• _Raw data_
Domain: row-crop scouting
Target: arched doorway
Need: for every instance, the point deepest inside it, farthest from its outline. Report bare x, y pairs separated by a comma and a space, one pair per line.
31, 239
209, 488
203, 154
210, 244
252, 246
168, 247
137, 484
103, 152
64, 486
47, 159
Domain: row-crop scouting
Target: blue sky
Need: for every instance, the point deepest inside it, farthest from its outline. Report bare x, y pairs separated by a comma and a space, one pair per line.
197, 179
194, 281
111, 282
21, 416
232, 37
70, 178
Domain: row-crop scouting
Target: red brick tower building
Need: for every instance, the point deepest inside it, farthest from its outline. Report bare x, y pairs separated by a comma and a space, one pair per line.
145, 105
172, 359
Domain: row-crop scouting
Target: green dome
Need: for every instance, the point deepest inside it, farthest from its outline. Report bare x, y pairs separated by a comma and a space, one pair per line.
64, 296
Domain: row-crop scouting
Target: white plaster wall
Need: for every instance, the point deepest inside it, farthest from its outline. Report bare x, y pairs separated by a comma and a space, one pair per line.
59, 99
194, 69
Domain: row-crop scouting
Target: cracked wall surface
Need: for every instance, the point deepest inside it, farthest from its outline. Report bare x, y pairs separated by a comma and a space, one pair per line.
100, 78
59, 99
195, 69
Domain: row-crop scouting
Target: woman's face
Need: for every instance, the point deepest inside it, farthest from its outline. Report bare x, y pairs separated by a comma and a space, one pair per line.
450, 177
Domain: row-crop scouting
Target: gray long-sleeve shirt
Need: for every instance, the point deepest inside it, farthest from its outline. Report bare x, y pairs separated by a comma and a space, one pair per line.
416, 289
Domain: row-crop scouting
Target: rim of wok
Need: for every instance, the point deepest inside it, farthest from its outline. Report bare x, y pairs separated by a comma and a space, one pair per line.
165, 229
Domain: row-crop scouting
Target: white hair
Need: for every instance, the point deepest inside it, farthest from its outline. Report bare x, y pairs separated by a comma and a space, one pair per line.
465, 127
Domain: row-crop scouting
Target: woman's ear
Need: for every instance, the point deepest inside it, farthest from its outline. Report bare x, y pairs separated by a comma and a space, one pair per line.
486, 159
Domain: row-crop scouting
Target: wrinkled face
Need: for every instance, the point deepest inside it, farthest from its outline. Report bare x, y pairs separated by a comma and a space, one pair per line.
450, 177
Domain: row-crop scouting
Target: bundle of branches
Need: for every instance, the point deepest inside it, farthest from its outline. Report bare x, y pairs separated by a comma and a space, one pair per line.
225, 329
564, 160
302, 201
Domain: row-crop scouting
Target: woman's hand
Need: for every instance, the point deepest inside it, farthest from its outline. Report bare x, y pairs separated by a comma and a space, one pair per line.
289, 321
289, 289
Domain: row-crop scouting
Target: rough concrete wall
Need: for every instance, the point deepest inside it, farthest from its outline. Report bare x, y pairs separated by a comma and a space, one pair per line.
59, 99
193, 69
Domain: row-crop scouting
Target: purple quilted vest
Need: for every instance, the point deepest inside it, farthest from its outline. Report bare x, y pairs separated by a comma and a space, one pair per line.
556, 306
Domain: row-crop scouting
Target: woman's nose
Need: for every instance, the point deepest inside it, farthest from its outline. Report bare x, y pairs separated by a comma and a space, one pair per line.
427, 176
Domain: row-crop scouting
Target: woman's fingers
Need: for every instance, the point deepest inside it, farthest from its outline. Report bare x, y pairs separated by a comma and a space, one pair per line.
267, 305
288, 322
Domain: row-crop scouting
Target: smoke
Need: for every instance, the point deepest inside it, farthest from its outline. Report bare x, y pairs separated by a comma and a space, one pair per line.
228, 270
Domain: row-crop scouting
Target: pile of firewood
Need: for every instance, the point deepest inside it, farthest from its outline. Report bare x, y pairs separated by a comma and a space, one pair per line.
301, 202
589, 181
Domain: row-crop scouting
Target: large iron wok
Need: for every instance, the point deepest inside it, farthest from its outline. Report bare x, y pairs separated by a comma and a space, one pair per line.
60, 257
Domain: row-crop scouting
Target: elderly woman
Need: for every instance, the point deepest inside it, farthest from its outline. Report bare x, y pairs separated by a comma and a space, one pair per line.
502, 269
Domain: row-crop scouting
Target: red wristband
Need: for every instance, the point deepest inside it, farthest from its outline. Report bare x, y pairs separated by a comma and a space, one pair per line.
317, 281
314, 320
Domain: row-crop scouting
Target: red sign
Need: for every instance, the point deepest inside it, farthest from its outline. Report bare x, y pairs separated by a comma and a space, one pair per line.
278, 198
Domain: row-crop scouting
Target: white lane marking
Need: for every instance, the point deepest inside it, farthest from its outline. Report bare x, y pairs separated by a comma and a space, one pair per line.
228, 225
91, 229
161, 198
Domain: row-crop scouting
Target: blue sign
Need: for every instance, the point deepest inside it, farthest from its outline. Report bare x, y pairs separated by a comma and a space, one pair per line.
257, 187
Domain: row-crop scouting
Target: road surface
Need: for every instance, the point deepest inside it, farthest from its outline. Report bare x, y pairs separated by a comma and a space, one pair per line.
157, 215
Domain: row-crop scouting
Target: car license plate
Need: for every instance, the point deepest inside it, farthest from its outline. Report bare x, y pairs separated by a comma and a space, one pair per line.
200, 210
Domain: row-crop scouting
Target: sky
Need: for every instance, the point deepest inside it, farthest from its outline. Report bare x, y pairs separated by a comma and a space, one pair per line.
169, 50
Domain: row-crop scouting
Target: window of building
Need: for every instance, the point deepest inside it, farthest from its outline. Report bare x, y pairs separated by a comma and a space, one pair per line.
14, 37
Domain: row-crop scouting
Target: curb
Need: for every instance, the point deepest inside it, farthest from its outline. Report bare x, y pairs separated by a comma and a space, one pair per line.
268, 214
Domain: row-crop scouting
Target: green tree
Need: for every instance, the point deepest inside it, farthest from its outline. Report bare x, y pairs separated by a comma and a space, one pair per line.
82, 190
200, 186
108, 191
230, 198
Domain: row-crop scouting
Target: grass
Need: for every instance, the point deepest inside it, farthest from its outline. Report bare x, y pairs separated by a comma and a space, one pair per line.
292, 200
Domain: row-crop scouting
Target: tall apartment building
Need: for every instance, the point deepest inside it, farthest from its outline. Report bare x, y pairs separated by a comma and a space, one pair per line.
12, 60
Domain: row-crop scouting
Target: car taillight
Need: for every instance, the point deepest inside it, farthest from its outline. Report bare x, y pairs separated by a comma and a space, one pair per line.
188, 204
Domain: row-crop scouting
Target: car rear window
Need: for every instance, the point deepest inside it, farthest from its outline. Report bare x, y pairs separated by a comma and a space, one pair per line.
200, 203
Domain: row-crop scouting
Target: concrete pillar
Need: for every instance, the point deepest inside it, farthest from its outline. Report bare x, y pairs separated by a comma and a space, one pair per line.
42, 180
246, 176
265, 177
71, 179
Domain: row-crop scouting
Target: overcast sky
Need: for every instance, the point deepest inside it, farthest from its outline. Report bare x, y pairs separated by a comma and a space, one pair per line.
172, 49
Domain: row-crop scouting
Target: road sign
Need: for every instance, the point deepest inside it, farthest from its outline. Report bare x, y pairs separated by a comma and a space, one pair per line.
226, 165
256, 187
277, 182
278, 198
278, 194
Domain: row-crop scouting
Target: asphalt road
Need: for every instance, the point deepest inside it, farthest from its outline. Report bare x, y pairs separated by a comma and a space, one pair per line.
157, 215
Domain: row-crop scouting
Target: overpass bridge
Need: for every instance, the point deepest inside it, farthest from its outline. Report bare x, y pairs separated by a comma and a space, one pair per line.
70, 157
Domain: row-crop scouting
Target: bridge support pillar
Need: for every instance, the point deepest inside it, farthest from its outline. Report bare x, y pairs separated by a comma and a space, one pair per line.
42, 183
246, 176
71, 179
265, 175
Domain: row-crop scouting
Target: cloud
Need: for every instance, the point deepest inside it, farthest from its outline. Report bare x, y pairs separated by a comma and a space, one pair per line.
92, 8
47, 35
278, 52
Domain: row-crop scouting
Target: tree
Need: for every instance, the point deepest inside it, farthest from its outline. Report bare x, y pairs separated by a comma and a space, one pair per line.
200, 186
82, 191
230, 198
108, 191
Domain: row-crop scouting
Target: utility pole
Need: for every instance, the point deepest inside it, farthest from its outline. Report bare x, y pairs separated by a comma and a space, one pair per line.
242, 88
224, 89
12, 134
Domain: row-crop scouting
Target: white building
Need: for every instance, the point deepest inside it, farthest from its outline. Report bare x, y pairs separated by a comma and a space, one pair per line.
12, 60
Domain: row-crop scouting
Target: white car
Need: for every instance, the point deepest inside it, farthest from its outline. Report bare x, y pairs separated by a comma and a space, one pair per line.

• _To do_
Count the lines in the entries above that contain the string "green", treating uppercase and lowercase letters as different. Reply with the number alone.

• _Solution_
2